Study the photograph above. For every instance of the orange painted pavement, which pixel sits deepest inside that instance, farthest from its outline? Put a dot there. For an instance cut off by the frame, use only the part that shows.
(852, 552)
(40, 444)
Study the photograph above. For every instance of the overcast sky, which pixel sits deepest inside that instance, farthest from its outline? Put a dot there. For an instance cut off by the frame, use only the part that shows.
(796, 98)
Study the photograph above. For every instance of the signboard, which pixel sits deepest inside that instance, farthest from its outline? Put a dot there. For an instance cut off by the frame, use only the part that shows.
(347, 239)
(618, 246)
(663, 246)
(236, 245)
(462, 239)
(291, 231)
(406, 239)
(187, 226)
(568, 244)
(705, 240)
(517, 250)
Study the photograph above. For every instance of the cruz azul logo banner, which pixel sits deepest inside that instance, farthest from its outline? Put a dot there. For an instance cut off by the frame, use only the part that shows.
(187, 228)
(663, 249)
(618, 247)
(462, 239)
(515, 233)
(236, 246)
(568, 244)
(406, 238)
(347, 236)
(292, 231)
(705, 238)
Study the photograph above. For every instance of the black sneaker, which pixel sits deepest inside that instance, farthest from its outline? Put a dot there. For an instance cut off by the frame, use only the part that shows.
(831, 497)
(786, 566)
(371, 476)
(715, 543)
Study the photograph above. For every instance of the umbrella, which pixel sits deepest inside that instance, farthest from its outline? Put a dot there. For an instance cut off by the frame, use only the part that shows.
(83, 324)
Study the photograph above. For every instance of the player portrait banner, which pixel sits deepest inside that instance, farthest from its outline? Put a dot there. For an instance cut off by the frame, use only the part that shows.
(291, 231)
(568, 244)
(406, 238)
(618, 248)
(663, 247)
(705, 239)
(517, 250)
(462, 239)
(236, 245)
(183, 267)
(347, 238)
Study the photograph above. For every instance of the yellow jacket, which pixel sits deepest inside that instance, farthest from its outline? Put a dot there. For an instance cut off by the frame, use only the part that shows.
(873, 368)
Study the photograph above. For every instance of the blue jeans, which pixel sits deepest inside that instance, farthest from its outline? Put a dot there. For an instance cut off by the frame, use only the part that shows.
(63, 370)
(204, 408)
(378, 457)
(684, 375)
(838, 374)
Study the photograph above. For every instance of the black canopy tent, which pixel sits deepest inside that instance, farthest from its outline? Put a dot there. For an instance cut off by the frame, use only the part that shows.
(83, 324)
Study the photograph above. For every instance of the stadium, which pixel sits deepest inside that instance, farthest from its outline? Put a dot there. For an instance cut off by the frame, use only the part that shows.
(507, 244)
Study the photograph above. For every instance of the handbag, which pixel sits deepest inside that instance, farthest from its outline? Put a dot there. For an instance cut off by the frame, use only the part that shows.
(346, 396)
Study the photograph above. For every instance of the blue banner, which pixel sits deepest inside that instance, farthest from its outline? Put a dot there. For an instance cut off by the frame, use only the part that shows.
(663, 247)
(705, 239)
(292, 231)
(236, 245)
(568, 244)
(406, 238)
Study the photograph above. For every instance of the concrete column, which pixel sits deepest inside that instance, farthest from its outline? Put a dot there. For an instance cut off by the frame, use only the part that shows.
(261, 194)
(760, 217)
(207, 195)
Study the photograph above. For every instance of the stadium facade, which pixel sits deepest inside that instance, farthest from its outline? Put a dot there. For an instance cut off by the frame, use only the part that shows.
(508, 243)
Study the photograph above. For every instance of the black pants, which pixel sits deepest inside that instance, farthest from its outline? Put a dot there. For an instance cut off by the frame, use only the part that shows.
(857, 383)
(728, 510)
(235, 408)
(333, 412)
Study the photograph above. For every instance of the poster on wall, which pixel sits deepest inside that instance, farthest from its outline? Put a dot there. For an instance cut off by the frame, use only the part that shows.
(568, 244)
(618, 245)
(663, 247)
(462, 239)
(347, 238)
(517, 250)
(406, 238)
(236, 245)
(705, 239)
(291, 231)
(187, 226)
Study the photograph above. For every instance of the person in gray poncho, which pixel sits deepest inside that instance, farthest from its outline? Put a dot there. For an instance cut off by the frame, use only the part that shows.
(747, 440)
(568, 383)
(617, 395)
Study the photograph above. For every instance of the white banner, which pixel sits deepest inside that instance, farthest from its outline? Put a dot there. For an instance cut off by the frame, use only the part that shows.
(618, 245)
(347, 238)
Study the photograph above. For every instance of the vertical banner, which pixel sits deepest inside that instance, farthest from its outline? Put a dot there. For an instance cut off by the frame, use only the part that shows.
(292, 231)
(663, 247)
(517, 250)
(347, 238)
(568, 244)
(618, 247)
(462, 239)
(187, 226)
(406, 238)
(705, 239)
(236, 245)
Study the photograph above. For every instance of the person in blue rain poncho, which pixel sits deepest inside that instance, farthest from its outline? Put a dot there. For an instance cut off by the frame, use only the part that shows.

▸ **Exercise description**
Transcribe each entry exactly as it appears.

▸ **Response to this exercise**
Study the photograph above. For every instance of the orange painted pavement, which pixel sits deepest inside that instance, farthest from its outline? Put a dot there. For an instance cut off by the frame, use only the part that shows.
(852, 552)
(40, 444)
Study the photograph above. For every instance of the overcast sky, which pixel sits deepest inside that instance, farthest from its outline? Put a dot there. For an instance cut off by the frame, use only the part that shows.
(796, 98)
Study the photograph above. For every instance of the signboard, which pixel sits deepest inside that instance, farthest from its outline? Put a dot there. For an instance cut off by the frame, use only the part that shows.
(347, 239)
(618, 246)
(663, 246)
(236, 245)
(462, 239)
(291, 231)
(406, 239)
(187, 226)
(568, 244)
(705, 240)
(517, 250)
Study the photograph above. For every instance of the cruz azul logo banner, which pixel sits deepest inside that instance, farthest from its outline? Put a dot there. For an instance cut off by the frame, use only the part that shows.
(187, 228)
(663, 249)
(618, 247)
(462, 239)
(515, 233)
(236, 246)
(568, 244)
(406, 238)
(347, 236)
(292, 231)
(705, 238)
Study the photograph above. For every instance of the black sneaker, which pixel sits deepest inside that instance, farthest from its outline? Put a dot there. For an instance cut off by the frame, use only the part that shows.
(831, 497)
(786, 566)
(371, 476)
(715, 543)
Study the photograph above. For every instance of the umbrella, which pixel sits deepest inside that instance, farthest from its outline? Put a dot there. For an instance cut off by the frame, use only the part that shows.
(83, 324)
Study the photograph above. For every instance of the player portrait banner, which pixel sits deepest inside that instance, farthest from its outline? Put a dot there. For an instance cut off by the frame, use only the part that shows.
(291, 231)
(568, 244)
(406, 238)
(618, 248)
(663, 247)
(705, 239)
(517, 250)
(462, 239)
(236, 245)
(183, 267)
(347, 238)
Study the photograph above. For every instance of the yellow jacket, which pixel sits deepest inside that instance, farthest from its outline? Put a dot there. For an instance cut off by the frame, use only the part that shows.
(873, 368)
Study the photograph above. For every instance of the blue jeans, which pixel sits deepest inside that instance, farthest from its outline? Put a dot there. For an instance cut off by the frame, use only the part that shows.
(63, 370)
(204, 408)
(378, 457)
(684, 375)
(838, 374)
Study the photograph above. For every instance of the black canopy tent, which pixel sits deepest inside that instance, farthest from its outline? Put a dot there. For an instance cut off by the frame, use only the part that shows.
(83, 324)
Study the photograph above. For every instance of the stadium, which pixel sits deepest inside that instance, farthest from its outline? Put a dot there. For an instance cut off by the frame, use only the part that shows.
(507, 244)
Study the photograph above. For every instance of the handbag, which pixel sits deepest inside that instance, farthest from its outline? Put a dot there. For an instance cut off by the frame, use only the part that shows.
(346, 396)
Study the photograph above. For every instance of the blue banner, which pixel sits deepest inside that instance, farthest from its outline? Put a dot there. For an instance cut off by the frame, use only the part that shows.
(663, 247)
(705, 239)
(292, 231)
(236, 245)
(568, 244)
(406, 238)
Study the photograph above. For every instance of the concrete column, which pixel sits deepest inside that instance, farthest from its outline? Put a dot there. For an instance cut off by the frame, use only the part that shows.
(261, 194)
(760, 217)
(207, 195)
Study the photograph above. For every instance of the stadium facade, which pixel sits deepest inside that instance, farthest from its outline? Put a dot there. For an instance cut off by the frame, use only the part that shows.
(508, 243)
Study the photograph above. For every instance of the black pants, which pixel sits deepest inside that instance, farthest from its outline? Put a dot there. For an instance cut off by the frame, use only the part that shows.
(857, 383)
(728, 510)
(235, 408)
(333, 412)
Study the photograph above. For every instance of the poster on wall, which pixel sits deepest inside that instance, farthest from its outline? Put a dot there. For an instance cut off by the frame, use only the part that shows.
(568, 244)
(618, 245)
(663, 247)
(462, 239)
(347, 238)
(517, 250)
(406, 238)
(236, 245)
(705, 239)
(291, 231)
(187, 226)
Study the photograph above. For every instance of the person in gray poncho, which pixel sits deepest inside that instance, farthest from its outline? Put a dot there. For an instance cut off by the frame, use only the part that shows.
(747, 440)
(568, 383)
(617, 395)
Study the photograph above. For every instance of the white banner, which pixel sits deepest inside that instance, farthest from its outline? Put a dot there. For an instance cut off by the frame, use only the part that shows.
(618, 245)
(347, 238)
Study the photograph above. For every instance of the vertical banner, which pixel sits deepest inside that instance, farthest from its outline? Put a dot there. For an instance cut off by the frame, use only the part that shows.
(292, 231)
(663, 247)
(517, 250)
(347, 238)
(568, 244)
(618, 247)
(462, 239)
(187, 226)
(406, 238)
(705, 239)
(236, 245)
Study the photograph above. For every instance of the person in blue rain poncho, which pixel sits deepest inside that instance, farthest from its outline? Put a dot there. For an instance cut off by the frame, use only the part that shows.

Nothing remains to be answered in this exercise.